Alıştırma Seti:
(A) Vergi ilkesine dair metne göre aşağıdaki ifadelerin her biri doğru mudur? Her ifade için evet ya da hayır deyin ve karara dayanak olan sözcükleri metinden aynen alıntılayın.
(i) Yazar, çok kazanandan çok vergi alınması gerektiği yönündeki yaygın görüşü bir inanç olarak adlandırmaktadır.
(ii) Vergi reformu Türkiye'nin gündeminde yer almamaktadır.
(iii) Yazara göre söz konusu ilke yalnızca soyut teori açısından sınanmalıdır.
(B) Vergi ilkesine dair metni, son cümlesinden sonra sürdürerek tamamlayın.

Çıkarılan Metin:
= = = = = = =

Ekonomide, maliye teorisinde çok kazanandan çok, az kazanandan az vergi alınması gerektiği konusunda çok ama çok yaygın, yerleşik bir inanç vardır; bu duruma bir inanç adını veriyorum, nedenlerini aşağıda açıklamaya gayret edeceğim.
Türkiye’nin gündeminde bir vergi reformu konusu var, iyi ki de var, bu reformun dizaynını yapmak isteyenler çok önemli başka şeyler de söylüyorlar ama bu önemli şeylerin arasında, yeni sistemde çok kazanın çok, az kazananın az vergi ödemesi gerektiği ilkesinin reformun merkezinde yer alacağını da öne sürüyorlar.
Söz konusu “çok kazanandan çok, az kazanandan az vergi alınması gerektiği ilkesi” mutlaka ama mutlaka hem somut gerçeklik hem de soyut teori açısından test edilmeli.

= = = = = = =

Verilen Veriler:
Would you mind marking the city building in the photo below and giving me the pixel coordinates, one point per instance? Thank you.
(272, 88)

= = = = = = =

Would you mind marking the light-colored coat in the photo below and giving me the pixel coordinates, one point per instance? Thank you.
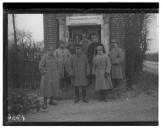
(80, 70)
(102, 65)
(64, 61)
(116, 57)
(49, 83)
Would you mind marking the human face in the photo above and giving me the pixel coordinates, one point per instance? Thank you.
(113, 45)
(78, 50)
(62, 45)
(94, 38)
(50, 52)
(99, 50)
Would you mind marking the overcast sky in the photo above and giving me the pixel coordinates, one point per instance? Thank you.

= = = = = = =

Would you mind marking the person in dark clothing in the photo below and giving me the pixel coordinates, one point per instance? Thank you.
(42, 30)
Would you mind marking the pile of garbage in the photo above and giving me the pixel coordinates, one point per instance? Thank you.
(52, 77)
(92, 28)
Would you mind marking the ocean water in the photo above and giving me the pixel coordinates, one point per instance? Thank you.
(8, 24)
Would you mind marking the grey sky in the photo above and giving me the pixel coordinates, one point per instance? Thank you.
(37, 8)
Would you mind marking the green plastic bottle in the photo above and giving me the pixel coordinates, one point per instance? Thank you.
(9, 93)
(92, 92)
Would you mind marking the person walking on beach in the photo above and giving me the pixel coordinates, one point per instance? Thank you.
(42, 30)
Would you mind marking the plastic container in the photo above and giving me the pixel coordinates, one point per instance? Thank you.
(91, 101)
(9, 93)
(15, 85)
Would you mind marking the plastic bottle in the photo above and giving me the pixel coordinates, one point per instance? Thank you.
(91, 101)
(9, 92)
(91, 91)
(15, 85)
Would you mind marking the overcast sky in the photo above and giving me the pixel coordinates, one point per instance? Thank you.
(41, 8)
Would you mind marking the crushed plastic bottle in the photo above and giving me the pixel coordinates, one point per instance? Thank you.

= = = = = = =

Görev Yanıtları:
(A)
(i) Evet: "bu duruma bir inanç adını veriyorum"
(ii) Hayır: "Türkiye’nin gündeminde bir vergi reformu konusu var"
(iii) Hayır: "hem somut gerçeklik hem de soyut teori açısından test edilmeli"

(B)
Meselenin hem uygulama hem de teorik problemleri var, isterseniz öncelikle işin soyut tarafından, teoriden başlayalım.
Anayasamızın 73. Maddesi vergide mali güç ilkesini sistemin temeline oturtuyor, mali gücün göstergesi olarak da hem anayasa yargısı hem de idari yargı geliri birinci kriter olarak kabul ediyorlar.
Başka bir ifadeyle vatandaşların kamu harcamalarının finansmanına iştirakının gelirlerine göre olacağı ilkesi temel ilke olarak kabul ediliyor; oysa bu kabul Allah’ın bir emri hiç de değil, vatandaşların kamu harcamalarının finansmanına katılımının, iştirakının tüketimlerine orantılı olması da talep edilebilir ve muhtemelen de bu son kabul çok daha etkin ve daha da önemlisi daha da adil sonuçlara tekabül edebilir.
Geçerken şunu da söyleyelim, anayasal metinlerde, eğer yeni bir anayasa yapılır ise kamu harcamaları yerineMUTLAKA kamu hizmet harcamaları ifadesi tercih edilmeli, bu yeni muhtemel durumda kamu hizmeti niteliği taşımayan kamu harcamaları meşru ve yasal kabul edilmemeli.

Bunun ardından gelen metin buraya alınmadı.